▶ **Objective**
Return exactly the lines from the "Report the location of every instance of the blue sock" line through the last line of the entries below. Include no pictures.

▶ **Materials provided**
######

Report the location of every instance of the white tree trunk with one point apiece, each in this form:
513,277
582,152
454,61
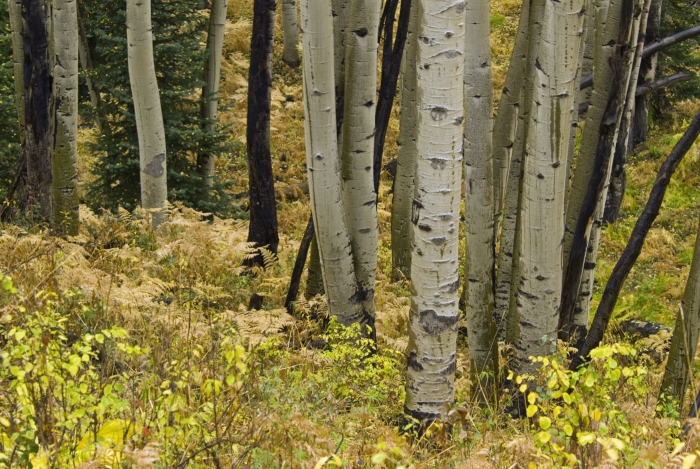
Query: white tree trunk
406,161
149,118
583,306
290,55
212,73
435,218
361,43
479,197
64,107
323,162
544,181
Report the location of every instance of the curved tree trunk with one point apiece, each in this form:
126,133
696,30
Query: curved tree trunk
65,116
323,162
406,161
290,56
15,9
544,181
210,90
149,118
359,196
479,201
432,343
262,229
37,94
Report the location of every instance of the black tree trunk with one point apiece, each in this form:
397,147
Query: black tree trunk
37,89
263,209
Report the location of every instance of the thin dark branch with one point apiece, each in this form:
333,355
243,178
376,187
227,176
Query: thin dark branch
636,242
295,281
391,65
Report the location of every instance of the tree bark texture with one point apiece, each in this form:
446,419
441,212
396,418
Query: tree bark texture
290,26
149,117
210,90
359,196
262,229
406,160
636,242
432,342
512,140
37,114
479,268
15,10
685,336
544,181
64,108
324,165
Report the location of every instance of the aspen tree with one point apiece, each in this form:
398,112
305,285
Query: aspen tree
149,118
359,197
37,95
64,150
406,161
290,26
479,196
544,181
212,73
323,162
435,214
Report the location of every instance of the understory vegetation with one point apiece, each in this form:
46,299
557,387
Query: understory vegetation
129,347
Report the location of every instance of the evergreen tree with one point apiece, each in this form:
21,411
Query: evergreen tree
179,37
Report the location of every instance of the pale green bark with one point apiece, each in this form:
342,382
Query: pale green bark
64,108
15,8
323,162
544,182
290,55
212,73
86,64
435,218
149,118
406,161
479,199
357,158
685,335
583,305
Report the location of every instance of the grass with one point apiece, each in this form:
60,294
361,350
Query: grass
189,378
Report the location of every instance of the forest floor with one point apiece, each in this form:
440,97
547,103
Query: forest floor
144,341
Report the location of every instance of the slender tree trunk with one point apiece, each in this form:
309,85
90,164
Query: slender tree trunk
15,9
323,162
360,198
544,181
479,201
685,337
290,56
149,118
210,90
406,161
262,229
434,312
37,94
511,141
86,65
64,157
636,242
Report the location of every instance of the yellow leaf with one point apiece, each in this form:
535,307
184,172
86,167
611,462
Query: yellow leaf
531,410
689,461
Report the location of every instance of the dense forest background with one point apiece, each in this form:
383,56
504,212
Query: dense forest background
133,347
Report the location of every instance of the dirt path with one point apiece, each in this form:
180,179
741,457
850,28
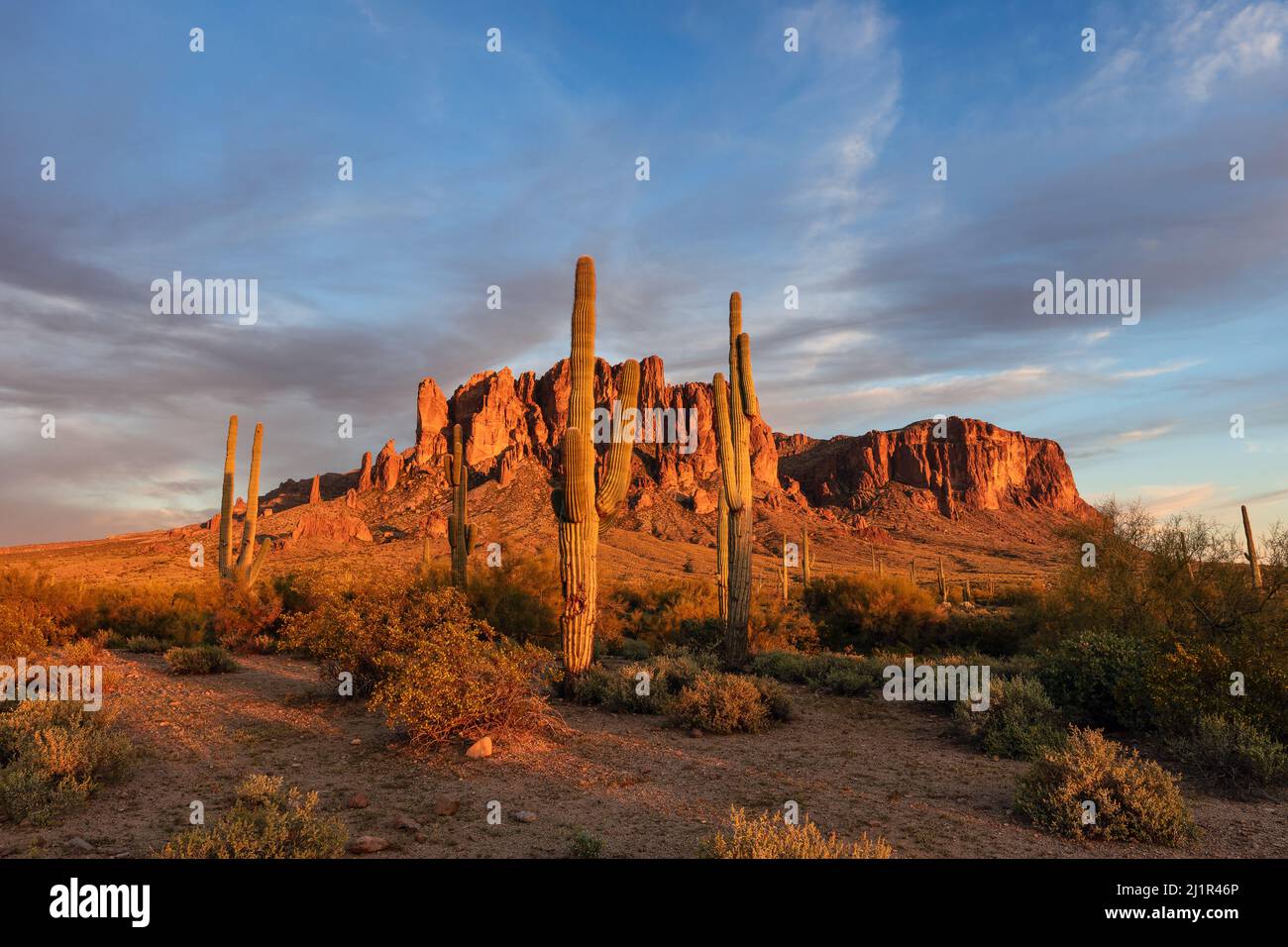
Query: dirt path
644,789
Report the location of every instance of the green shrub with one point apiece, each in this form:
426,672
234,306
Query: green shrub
840,674
1100,680
266,821
53,755
201,659
1134,799
863,612
725,703
772,838
460,680
1020,722
1234,753
587,845
143,644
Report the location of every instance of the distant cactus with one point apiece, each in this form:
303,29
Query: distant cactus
722,553
585,513
1250,556
460,532
806,562
735,407
248,567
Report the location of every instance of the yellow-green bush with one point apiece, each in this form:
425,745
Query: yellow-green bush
863,612
772,838
1020,722
53,755
724,702
202,659
1134,797
267,821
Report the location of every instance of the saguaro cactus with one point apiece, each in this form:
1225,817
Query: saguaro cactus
460,532
722,553
734,407
806,562
585,512
1252,549
246,570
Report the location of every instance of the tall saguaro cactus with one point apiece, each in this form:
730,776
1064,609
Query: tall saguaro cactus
585,512
722,553
248,567
460,532
734,407
1252,549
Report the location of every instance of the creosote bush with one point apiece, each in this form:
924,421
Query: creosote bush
866,612
772,838
1235,754
267,821
202,659
429,665
1020,722
1134,799
53,755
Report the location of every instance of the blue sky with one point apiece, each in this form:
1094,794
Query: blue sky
767,169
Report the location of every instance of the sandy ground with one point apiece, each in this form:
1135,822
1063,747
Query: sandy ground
643,788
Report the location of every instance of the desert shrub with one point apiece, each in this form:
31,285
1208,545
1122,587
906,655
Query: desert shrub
520,599
664,612
1233,753
26,629
244,616
587,845
1099,680
143,644
267,821
863,612
53,755
462,680
838,674
1134,799
726,703
772,838
778,625
630,648
1020,722
180,616
201,659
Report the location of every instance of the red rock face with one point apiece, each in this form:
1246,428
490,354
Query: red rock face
430,423
387,467
526,418
977,466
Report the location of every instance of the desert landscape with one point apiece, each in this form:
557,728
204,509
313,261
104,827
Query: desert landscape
417,641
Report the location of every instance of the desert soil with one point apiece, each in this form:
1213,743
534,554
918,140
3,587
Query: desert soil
643,788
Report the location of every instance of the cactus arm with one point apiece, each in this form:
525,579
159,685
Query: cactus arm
725,445
579,475
746,385
617,474
226,508
248,553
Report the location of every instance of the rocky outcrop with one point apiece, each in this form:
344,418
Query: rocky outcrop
974,466
387,467
330,526
430,423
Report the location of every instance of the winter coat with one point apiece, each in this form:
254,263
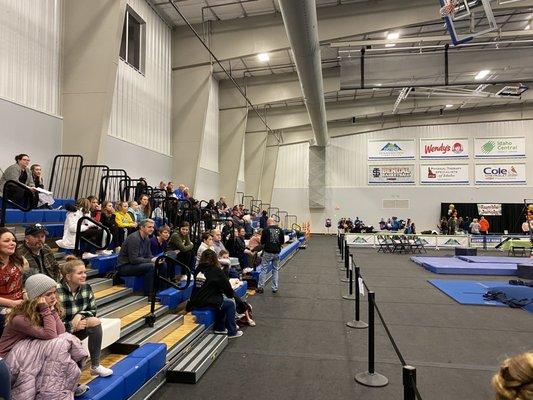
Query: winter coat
45,369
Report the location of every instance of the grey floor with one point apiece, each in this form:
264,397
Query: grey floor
302,349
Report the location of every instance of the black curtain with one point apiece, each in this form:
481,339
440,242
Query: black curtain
513,215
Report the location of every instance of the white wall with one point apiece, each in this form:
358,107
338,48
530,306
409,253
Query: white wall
348,193
30,53
141,103
24,130
138,161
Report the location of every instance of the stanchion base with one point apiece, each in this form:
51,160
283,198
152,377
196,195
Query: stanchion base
372,380
357,324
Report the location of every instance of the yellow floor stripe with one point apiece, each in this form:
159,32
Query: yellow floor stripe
138,314
108,291
107,362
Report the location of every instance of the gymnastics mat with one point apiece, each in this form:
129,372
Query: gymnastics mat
497,260
471,292
452,265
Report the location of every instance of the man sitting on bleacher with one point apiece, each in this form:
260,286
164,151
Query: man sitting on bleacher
135,257
39,255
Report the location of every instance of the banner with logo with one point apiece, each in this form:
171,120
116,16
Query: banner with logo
450,174
443,148
391,149
391,174
487,174
508,147
489,209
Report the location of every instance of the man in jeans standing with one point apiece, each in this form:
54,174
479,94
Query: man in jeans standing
272,239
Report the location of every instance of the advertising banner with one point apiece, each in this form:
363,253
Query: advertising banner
506,147
391,149
489,209
443,148
500,174
451,174
387,174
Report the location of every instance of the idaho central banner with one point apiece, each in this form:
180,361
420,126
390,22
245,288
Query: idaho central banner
443,148
385,174
391,149
451,174
507,147
487,174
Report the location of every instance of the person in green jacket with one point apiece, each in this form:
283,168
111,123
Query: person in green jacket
181,242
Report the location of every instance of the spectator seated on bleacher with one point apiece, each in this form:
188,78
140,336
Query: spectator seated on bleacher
48,367
207,243
88,231
212,289
79,305
218,245
21,173
145,209
12,267
180,242
39,255
135,257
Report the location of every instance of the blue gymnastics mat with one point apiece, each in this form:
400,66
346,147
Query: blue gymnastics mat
497,260
471,292
452,265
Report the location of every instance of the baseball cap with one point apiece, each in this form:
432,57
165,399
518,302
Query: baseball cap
35,229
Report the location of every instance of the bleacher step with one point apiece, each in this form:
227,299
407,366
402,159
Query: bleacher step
113,293
196,359
162,327
98,284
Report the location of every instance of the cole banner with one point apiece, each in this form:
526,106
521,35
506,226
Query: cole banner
450,174
443,148
507,147
489,209
385,174
391,149
488,174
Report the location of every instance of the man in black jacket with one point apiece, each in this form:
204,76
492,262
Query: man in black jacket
272,239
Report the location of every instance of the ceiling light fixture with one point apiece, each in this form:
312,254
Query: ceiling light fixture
481,74
393,36
264,57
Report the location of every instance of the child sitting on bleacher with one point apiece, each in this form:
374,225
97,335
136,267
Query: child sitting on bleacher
77,299
38,317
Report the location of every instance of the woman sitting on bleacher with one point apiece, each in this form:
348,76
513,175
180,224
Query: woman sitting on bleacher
12,266
212,289
77,299
38,317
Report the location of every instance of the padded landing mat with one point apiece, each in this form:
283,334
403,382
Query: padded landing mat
471,292
497,260
452,265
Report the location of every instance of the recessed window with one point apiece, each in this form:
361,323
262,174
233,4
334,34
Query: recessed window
132,47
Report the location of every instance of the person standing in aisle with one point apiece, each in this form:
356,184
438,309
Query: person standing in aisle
272,239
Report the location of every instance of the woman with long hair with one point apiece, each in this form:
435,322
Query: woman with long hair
212,289
514,380
77,298
12,266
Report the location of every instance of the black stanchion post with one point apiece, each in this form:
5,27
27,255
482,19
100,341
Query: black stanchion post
357,323
409,382
371,377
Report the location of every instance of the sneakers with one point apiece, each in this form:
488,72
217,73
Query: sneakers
80,390
237,334
101,371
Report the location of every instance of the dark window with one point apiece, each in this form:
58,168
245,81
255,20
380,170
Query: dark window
132,49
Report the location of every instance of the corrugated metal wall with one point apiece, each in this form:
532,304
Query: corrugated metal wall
293,166
209,158
141,103
30,53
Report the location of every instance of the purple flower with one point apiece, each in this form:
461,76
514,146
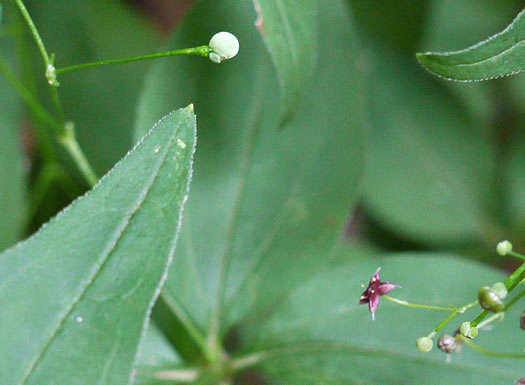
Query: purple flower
375,289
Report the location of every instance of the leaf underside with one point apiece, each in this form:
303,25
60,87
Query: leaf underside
74,298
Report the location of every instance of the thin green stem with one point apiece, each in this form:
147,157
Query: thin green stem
198,51
491,319
26,95
65,136
514,300
488,352
511,283
515,278
516,255
418,306
452,316
34,31
184,375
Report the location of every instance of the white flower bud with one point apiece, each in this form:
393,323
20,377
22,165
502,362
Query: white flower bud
424,344
503,248
224,45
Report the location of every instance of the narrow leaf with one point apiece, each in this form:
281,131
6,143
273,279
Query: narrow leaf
274,200
289,29
500,55
75,297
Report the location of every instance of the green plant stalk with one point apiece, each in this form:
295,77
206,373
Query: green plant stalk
39,111
30,100
419,306
516,255
196,51
66,138
491,319
451,317
511,283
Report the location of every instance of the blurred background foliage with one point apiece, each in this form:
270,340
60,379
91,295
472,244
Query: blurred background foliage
444,168
463,195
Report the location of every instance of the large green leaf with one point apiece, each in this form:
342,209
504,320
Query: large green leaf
267,203
79,31
289,29
12,175
430,169
74,298
500,55
320,335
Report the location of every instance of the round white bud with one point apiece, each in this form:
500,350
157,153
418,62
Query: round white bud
503,248
224,45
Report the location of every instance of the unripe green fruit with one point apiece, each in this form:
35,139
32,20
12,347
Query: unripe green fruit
468,331
424,344
489,300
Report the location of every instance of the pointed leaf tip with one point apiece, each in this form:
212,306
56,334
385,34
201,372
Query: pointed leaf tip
499,56
80,290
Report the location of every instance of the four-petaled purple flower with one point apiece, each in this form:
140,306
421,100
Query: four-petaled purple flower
375,289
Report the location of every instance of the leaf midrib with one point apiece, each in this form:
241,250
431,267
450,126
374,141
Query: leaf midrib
107,254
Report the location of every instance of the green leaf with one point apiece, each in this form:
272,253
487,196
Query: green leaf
12,173
84,31
274,199
75,297
334,340
500,55
430,169
289,29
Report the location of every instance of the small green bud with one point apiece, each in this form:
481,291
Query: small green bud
224,46
503,248
500,290
51,75
447,344
424,344
468,331
489,300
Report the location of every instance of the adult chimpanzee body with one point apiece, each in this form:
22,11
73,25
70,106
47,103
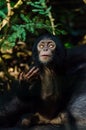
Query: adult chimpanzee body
49,92
40,89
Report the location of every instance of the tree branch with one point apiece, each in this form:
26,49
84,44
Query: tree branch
10,12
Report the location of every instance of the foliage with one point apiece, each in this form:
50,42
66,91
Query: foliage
29,17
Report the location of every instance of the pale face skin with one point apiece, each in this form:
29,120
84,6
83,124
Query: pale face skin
45,48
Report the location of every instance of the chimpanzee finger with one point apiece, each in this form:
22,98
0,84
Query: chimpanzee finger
33,73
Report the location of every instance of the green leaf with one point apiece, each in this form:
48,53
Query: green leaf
2,14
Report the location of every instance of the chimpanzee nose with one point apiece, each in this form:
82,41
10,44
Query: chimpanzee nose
45,49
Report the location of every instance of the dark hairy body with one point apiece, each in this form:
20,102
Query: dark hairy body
52,91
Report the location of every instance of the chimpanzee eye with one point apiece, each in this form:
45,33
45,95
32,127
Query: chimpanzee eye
41,46
51,45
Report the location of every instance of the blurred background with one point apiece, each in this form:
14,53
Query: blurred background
22,21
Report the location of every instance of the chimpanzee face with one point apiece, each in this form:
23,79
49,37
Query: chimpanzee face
46,48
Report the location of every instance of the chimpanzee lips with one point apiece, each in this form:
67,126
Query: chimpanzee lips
46,55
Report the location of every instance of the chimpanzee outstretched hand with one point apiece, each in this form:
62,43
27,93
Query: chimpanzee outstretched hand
33,72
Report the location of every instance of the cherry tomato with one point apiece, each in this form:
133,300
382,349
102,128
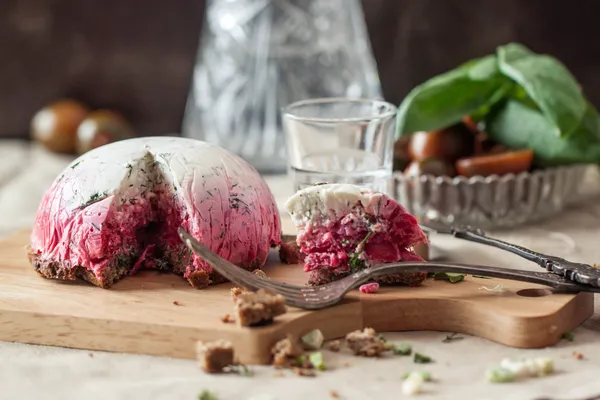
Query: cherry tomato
449,144
101,127
496,164
55,126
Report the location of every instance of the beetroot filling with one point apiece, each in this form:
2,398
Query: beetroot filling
355,239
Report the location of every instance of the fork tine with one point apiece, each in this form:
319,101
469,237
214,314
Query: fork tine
234,273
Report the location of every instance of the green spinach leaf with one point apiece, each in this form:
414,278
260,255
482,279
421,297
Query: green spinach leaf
447,98
548,83
518,126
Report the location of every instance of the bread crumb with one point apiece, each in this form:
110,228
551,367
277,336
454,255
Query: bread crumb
286,352
261,273
366,343
304,372
369,288
227,319
213,357
256,308
334,346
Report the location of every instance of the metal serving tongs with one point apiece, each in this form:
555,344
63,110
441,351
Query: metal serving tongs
317,297
576,272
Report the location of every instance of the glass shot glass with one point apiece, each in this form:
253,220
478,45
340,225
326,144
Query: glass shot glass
339,140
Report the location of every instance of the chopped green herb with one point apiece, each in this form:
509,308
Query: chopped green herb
452,337
94,198
207,395
568,336
449,276
500,375
313,340
316,359
426,376
421,359
404,349
355,263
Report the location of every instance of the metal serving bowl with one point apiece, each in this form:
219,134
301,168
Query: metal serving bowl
494,201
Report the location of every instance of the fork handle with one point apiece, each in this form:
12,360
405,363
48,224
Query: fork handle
582,273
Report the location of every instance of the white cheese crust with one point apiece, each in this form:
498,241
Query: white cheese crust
322,200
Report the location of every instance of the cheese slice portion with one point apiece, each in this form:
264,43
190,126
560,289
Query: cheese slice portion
344,228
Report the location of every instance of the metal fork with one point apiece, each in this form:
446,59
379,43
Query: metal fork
316,297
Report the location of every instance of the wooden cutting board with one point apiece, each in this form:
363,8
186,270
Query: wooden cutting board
159,314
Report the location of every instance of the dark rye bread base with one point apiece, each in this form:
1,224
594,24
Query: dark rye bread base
56,270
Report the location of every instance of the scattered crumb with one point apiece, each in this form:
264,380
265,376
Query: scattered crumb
366,343
207,395
261,273
334,346
568,336
255,308
227,319
213,357
304,372
369,288
286,352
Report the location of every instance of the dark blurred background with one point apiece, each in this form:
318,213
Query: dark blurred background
138,56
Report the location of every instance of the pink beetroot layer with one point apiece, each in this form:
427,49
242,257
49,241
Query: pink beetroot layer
379,232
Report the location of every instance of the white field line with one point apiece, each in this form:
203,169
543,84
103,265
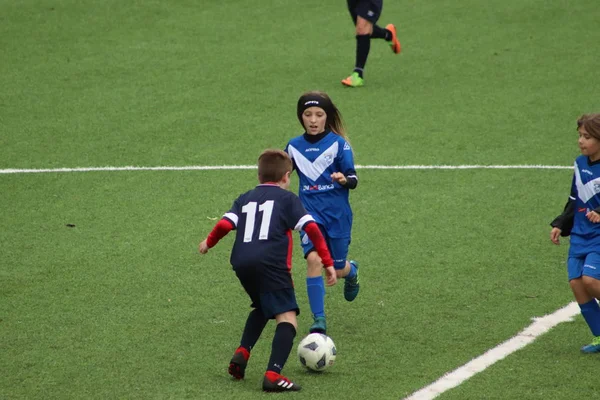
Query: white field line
225,167
527,336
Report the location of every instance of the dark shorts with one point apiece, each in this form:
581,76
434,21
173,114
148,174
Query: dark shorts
268,295
338,247
368,9
588,265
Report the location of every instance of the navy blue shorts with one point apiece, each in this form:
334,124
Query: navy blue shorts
588,265
368,9
338,247
271,300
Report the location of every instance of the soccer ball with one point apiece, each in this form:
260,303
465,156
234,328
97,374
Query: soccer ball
317,352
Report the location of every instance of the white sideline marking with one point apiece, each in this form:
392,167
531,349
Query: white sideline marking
540,326
223,167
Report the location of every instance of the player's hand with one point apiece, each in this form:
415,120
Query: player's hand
339,178
593,216
555,235
203,247
330,276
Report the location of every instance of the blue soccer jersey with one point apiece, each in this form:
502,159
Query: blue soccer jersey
264,219
315,161
585,190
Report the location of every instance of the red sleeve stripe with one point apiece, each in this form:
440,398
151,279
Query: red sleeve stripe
222,228
303,221
232,217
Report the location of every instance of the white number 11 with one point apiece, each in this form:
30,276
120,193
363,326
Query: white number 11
250,210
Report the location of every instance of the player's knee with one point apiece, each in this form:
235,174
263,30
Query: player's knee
363,27
314,267
589,282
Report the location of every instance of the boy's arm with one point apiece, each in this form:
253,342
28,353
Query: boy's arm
222,228
564,221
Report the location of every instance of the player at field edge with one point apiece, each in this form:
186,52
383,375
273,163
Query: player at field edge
581,220
324,161
365,14
261,258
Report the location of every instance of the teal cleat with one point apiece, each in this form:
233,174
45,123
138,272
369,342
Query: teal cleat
319,326
593,347
354,80
352,286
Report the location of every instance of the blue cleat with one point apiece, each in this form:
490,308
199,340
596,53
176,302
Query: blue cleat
593,347
352,286
319,326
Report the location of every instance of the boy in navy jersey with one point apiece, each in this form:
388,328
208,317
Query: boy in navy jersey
365,14
581,220
324,162
261,258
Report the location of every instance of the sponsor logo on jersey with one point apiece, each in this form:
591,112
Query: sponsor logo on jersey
306,188
305,239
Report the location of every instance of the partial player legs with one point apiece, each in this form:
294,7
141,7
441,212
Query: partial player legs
351,283
590,310
315,288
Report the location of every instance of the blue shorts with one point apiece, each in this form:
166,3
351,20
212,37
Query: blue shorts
338,247
588,265
270,301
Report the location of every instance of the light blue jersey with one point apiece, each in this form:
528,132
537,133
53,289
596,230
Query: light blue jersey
585,190
315,158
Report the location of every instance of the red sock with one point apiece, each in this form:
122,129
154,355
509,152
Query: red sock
272,376
244,352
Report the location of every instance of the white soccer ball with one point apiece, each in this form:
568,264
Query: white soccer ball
317,352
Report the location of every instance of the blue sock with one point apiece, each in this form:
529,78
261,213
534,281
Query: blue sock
315,287
591,314
352,273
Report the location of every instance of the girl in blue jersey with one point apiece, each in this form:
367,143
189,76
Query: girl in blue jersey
324,162
581,220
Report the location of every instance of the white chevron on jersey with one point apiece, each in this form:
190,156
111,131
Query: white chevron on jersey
315,169
588,190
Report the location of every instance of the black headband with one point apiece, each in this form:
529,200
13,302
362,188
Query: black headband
314,100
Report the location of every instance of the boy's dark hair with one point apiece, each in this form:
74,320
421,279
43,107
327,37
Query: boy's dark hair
273,164
591,124
334,116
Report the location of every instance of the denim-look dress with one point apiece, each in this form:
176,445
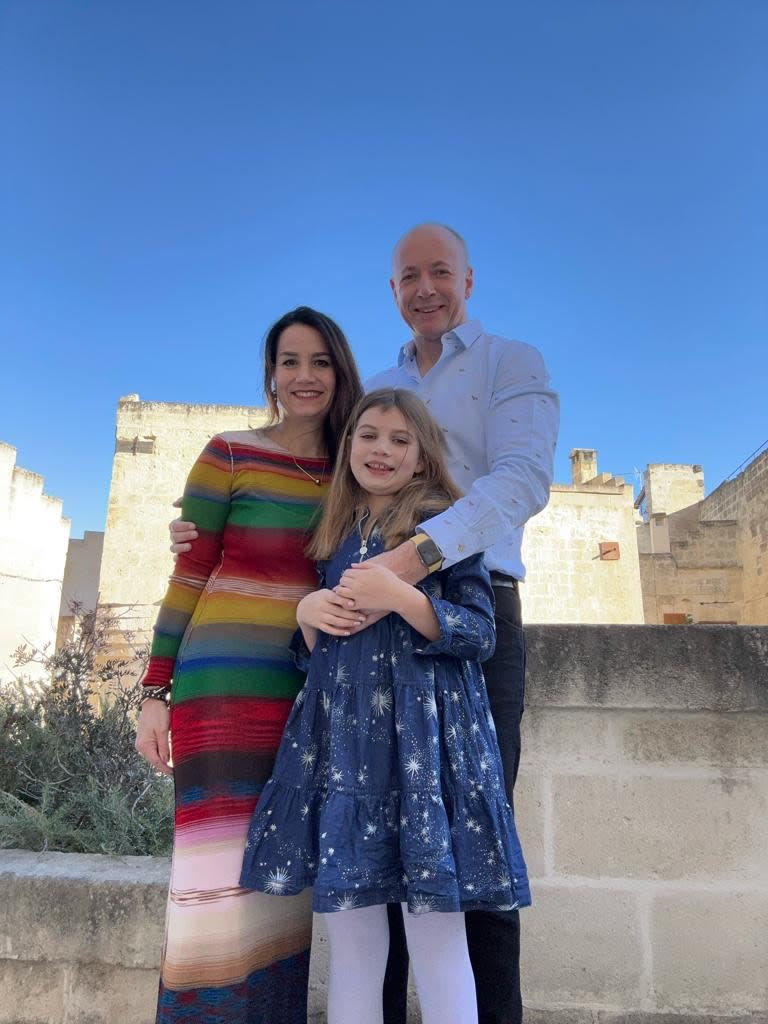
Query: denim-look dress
387,786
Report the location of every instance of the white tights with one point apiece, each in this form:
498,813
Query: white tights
358,942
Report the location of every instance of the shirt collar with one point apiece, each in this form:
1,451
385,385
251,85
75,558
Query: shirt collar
466,334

######

▶ **Answer to the problem**
Report the location of every instance of the blue sock with one point apiece, each in this form:
529,78
261,213
534,281
Query: blue sock
315,287
591,314
352,273
Report the location of every instance of the girl in blue jersey with one point apiece, each in this form:
367,143
189,76
Query: girl in blue jersey
324,162
581,220
Report the location of every instance of the white chevron on jersey with one point apiece, each in this form:
190,156
111,131
Query: white chevron on jersey
315,169
588,190
Report the location of every instance of the black headband with one point apiece, each in this form:
529,200
13,302
362,188
Query: black headband
314,100
Report the location of every instance of the boy's dark hair with one point apiece, each in this form:
74,320
421,279
43,107
327,37
Query: boy's dark hair
273,164
591,124
334,116
Report the location of every instance of the denim-look dress with one point apiece, each in this form:
176,445
Query: denim-look dress
387,786
Report the location of every instance of the white tights with one point apiece, each in this form:
498,813
Query: white tights
358,942
Report the location of every instance of the shirt collar with one point apiece, each in this form:
1,451
385,385
251,85
75,558
Query: shirt collar
466,334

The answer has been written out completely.